#### Work instructions
Pick out every line in the data below that contains the word "rifle" and copy each of those lines in full.

::: Dataset entries :::

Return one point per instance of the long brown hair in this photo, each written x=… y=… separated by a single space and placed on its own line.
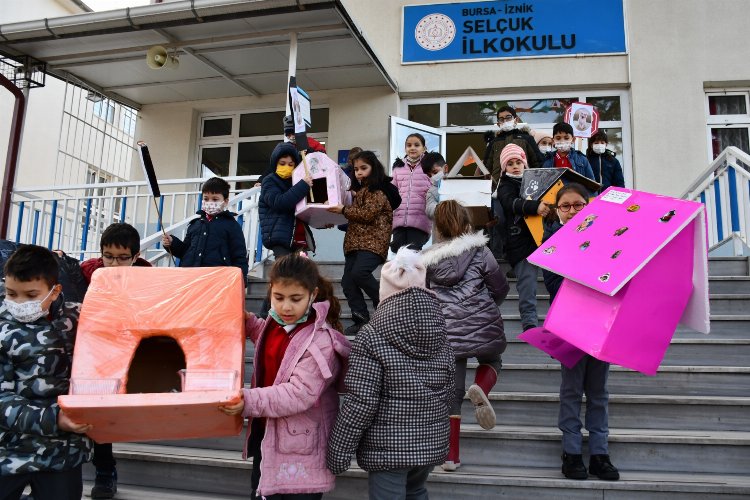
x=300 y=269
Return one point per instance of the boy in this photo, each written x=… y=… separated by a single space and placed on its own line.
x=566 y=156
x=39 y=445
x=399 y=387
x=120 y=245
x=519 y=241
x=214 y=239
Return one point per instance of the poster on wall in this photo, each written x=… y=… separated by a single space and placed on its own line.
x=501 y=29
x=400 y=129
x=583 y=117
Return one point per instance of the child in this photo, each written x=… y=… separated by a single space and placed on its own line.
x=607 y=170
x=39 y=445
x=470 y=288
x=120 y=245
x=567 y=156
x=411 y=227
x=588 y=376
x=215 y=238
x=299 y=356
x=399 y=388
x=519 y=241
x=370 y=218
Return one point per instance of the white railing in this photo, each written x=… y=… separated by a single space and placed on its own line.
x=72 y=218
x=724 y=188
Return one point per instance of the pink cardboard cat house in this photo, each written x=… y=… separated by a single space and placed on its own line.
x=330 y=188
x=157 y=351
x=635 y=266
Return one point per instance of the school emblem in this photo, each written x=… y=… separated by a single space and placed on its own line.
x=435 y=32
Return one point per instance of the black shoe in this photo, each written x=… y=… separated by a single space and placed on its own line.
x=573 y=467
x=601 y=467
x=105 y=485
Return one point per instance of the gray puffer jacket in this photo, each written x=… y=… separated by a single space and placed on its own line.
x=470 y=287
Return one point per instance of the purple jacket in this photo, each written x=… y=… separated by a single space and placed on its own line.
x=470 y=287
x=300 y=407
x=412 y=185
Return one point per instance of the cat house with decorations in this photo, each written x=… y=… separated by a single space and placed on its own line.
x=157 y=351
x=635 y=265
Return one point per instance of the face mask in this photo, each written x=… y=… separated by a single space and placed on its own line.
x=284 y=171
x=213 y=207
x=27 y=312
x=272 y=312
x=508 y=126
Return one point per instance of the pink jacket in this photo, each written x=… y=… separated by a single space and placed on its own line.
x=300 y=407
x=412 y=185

:::
::: Dataset entries :::

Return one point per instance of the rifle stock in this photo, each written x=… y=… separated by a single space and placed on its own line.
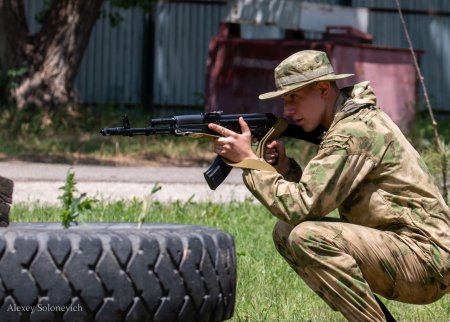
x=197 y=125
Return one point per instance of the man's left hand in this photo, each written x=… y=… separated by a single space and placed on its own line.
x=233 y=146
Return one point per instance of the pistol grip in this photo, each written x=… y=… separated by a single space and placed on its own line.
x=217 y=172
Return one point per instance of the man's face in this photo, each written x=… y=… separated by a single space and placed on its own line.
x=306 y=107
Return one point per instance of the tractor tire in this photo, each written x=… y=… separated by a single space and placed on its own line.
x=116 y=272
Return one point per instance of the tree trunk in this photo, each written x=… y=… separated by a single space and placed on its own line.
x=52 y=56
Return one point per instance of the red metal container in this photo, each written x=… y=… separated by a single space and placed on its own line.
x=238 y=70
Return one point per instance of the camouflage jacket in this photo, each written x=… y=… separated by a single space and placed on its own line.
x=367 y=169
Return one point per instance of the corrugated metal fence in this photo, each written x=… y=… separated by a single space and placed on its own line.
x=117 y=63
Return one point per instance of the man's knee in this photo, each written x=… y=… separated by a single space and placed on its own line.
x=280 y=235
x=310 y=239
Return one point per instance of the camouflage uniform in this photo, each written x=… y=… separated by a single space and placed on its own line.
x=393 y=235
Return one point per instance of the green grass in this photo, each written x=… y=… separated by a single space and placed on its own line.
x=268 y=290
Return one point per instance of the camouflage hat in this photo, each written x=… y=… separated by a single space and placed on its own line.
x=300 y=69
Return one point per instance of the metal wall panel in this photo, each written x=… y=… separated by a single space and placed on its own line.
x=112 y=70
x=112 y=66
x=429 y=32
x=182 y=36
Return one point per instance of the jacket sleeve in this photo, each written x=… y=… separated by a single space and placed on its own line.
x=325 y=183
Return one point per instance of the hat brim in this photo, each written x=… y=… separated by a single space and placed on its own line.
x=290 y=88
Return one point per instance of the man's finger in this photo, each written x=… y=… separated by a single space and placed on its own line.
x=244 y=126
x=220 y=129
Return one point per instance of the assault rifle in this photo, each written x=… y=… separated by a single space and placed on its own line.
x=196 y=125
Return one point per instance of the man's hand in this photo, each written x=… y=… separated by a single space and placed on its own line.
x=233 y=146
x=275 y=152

:::
::: Dataset entries :::

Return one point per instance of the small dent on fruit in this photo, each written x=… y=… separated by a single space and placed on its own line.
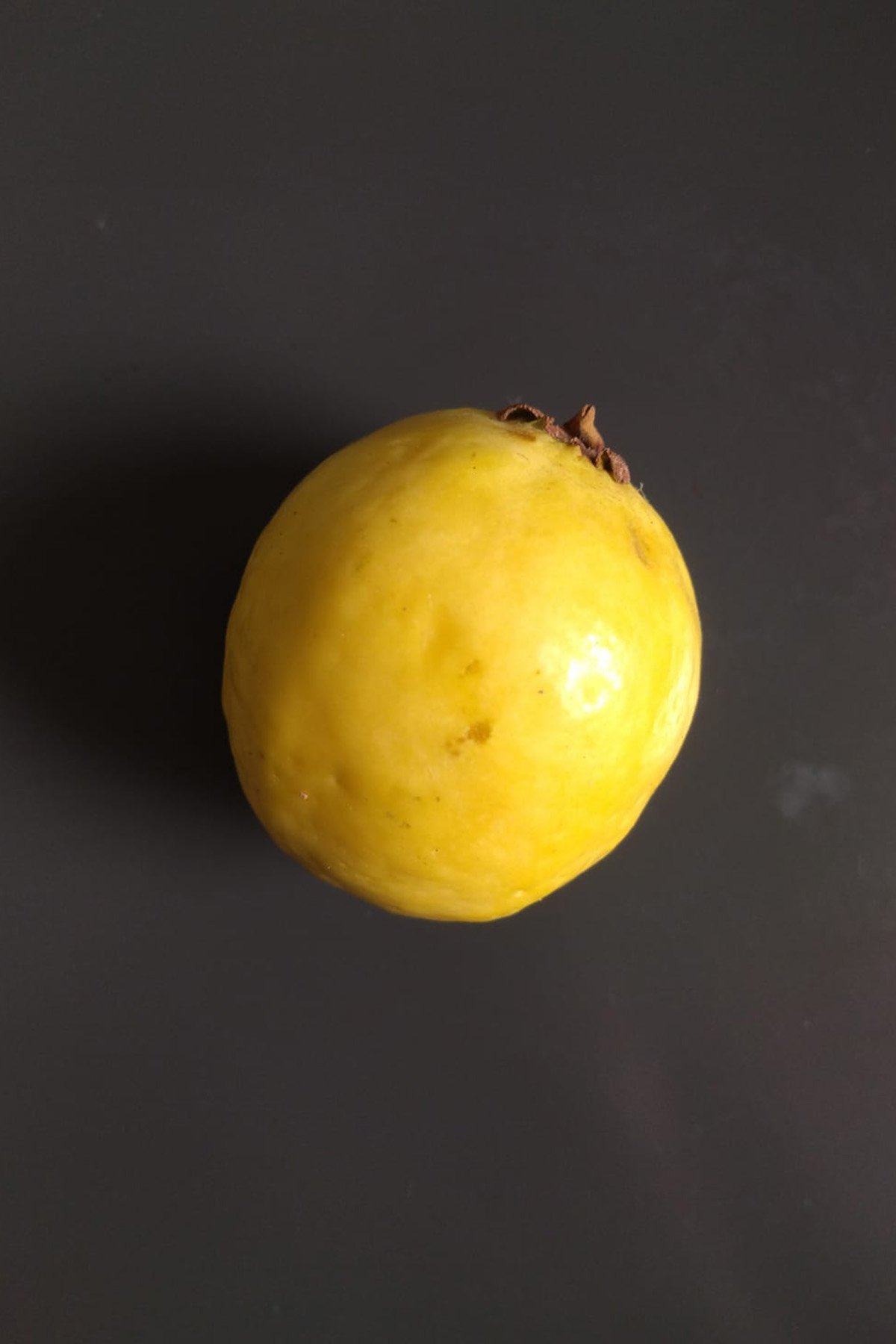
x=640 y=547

:::

#### Answer below
Return one point per instance of the rifle stock in this photo, each written x=… y=… separated by a single space and placed on its own line.
Return one point per instance of the assault rifle in this photo, each written x=… y=… separated by a single space and placed on its own line.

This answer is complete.